━━━━━ DATA PROVIDED

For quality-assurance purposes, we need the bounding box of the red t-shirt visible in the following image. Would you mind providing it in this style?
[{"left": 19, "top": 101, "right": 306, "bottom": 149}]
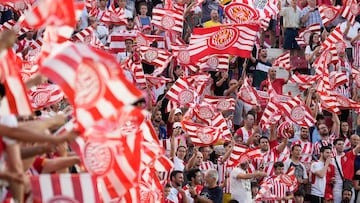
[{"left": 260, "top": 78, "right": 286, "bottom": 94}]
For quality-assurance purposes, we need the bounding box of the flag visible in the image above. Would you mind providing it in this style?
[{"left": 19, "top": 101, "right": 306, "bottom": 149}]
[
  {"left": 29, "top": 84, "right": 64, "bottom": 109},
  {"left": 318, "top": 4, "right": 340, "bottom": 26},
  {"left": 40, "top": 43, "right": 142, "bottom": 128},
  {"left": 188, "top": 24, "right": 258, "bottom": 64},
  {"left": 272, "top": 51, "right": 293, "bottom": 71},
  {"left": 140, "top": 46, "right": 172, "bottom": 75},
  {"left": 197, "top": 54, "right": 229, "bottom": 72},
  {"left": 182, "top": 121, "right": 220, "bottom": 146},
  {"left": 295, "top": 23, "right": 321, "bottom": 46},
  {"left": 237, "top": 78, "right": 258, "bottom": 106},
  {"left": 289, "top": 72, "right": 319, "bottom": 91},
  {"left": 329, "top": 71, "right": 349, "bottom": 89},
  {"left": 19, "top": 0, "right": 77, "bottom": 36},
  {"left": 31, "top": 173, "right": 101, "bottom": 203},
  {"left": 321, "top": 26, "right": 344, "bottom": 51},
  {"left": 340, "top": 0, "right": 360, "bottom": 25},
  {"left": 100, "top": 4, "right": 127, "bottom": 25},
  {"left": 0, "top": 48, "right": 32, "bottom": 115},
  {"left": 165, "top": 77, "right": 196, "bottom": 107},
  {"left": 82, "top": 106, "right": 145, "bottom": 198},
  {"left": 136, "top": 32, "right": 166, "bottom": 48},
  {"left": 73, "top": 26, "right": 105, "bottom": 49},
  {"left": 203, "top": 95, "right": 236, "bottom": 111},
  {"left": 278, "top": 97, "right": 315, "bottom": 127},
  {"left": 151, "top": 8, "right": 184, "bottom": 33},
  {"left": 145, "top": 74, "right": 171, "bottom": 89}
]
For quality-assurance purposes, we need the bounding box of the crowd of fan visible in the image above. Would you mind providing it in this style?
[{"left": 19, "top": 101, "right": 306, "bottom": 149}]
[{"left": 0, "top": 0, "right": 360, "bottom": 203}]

━━━━━━━━━━
━━━━━ DATA PROVIDED

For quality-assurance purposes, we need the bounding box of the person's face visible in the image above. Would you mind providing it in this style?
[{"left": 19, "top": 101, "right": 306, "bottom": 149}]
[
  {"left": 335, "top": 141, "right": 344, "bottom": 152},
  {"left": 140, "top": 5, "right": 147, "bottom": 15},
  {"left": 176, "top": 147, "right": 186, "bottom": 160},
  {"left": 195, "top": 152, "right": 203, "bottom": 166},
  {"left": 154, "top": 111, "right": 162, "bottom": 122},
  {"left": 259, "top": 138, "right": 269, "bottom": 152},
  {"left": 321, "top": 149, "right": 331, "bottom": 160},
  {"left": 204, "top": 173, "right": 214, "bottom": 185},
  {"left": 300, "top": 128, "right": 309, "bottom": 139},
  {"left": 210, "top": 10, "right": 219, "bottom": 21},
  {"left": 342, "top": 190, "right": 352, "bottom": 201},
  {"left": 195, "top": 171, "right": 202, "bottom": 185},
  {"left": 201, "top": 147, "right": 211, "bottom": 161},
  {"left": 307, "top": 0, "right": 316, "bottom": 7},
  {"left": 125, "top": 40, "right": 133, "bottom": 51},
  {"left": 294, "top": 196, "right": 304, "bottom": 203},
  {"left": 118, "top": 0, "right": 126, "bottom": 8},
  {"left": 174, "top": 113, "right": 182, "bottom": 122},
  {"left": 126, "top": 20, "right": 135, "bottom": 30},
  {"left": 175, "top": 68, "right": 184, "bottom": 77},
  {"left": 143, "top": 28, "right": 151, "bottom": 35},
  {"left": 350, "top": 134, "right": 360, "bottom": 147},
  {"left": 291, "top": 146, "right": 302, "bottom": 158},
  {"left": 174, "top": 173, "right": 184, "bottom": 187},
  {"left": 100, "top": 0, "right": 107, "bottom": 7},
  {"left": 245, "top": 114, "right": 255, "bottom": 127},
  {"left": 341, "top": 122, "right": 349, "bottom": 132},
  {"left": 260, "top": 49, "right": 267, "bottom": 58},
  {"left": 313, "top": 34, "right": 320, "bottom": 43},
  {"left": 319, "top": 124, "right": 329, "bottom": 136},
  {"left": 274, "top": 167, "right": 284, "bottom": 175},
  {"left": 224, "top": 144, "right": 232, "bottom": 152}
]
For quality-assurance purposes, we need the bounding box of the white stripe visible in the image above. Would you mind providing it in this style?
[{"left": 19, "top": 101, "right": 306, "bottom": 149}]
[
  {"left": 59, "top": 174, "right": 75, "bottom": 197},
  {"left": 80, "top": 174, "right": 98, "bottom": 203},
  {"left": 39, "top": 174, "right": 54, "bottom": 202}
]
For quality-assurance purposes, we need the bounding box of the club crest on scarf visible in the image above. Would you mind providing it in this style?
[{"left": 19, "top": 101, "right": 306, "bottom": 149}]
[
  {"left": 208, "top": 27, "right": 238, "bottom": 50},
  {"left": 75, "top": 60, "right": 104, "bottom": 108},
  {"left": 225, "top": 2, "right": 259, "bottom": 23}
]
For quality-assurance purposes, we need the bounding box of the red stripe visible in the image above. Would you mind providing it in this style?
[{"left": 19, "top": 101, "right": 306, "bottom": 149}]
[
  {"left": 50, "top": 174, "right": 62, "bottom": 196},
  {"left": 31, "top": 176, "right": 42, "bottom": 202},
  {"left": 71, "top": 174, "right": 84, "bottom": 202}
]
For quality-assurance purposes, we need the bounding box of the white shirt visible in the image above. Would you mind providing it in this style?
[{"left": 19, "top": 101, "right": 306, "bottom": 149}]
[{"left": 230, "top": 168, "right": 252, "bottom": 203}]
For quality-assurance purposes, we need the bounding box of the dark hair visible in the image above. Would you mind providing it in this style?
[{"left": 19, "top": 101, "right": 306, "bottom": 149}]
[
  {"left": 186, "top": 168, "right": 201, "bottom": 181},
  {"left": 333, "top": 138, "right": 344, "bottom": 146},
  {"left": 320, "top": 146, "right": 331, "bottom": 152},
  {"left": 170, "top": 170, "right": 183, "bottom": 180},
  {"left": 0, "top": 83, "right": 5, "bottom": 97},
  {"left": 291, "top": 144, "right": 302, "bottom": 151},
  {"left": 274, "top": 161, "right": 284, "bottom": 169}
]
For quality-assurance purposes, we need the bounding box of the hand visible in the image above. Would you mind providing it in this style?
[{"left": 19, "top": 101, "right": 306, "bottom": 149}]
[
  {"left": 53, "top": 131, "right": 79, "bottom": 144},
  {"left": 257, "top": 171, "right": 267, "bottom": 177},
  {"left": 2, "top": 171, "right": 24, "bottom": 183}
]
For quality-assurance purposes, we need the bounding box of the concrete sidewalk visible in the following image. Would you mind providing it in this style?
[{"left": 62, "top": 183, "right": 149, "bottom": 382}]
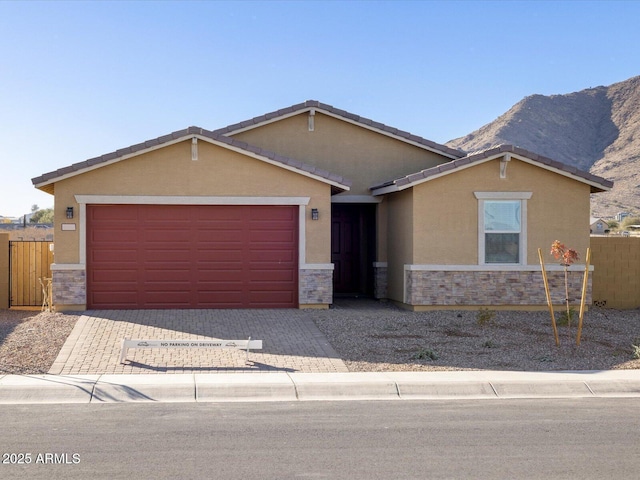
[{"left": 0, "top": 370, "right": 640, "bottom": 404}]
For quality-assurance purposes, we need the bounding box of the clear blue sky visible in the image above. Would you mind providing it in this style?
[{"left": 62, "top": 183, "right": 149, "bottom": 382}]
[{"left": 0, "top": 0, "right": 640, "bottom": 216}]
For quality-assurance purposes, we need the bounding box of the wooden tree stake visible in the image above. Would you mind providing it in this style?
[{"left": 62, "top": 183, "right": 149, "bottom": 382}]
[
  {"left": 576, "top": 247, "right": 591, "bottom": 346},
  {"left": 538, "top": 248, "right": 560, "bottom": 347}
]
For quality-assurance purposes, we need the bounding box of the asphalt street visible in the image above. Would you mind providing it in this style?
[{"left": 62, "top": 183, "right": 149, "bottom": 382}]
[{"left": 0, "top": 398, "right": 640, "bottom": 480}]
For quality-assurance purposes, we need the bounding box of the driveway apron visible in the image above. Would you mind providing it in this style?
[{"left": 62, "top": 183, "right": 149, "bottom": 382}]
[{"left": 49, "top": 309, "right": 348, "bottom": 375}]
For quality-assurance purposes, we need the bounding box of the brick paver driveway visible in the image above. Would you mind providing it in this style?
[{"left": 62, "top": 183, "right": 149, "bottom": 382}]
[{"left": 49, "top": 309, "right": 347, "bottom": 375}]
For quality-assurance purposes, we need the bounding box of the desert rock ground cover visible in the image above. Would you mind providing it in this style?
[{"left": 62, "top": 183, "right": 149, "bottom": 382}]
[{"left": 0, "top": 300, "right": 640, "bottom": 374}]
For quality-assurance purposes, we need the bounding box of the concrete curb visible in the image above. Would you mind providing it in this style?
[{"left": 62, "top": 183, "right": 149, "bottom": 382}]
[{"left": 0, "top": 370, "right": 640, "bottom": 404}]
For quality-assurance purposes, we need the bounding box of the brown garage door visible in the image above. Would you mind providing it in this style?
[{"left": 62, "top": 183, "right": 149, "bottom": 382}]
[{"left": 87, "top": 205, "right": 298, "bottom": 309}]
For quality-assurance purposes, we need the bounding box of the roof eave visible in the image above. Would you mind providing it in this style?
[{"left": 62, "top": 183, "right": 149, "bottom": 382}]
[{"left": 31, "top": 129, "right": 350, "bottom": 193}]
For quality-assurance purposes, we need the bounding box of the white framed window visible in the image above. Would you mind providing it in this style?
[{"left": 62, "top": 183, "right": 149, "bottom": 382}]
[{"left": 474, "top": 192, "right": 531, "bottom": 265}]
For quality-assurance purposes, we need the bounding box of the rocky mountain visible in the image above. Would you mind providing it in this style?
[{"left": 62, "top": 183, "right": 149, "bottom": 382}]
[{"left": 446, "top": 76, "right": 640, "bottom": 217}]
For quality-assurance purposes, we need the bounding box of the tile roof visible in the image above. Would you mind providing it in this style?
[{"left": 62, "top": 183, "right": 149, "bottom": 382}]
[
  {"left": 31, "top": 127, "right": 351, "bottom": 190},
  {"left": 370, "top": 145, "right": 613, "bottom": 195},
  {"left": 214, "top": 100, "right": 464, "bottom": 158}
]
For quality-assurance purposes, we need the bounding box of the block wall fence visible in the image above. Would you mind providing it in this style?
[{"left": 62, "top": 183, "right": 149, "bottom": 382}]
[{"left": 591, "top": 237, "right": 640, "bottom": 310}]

━━━━━━━━━━

WRITTEN INSTRUCTION -
Please pick out each line in the rows above that contains the string "shirt" and copy those lines.

TASK SOLUTION -
For quality-assurance purposes, we need the bounding box of the red t-shirt visible in the following image. Would you mind providing it in this style?
For quality-assurance purposes, we need the bounding box of the white shirt visible in the image above. Would you mind providing it in this style?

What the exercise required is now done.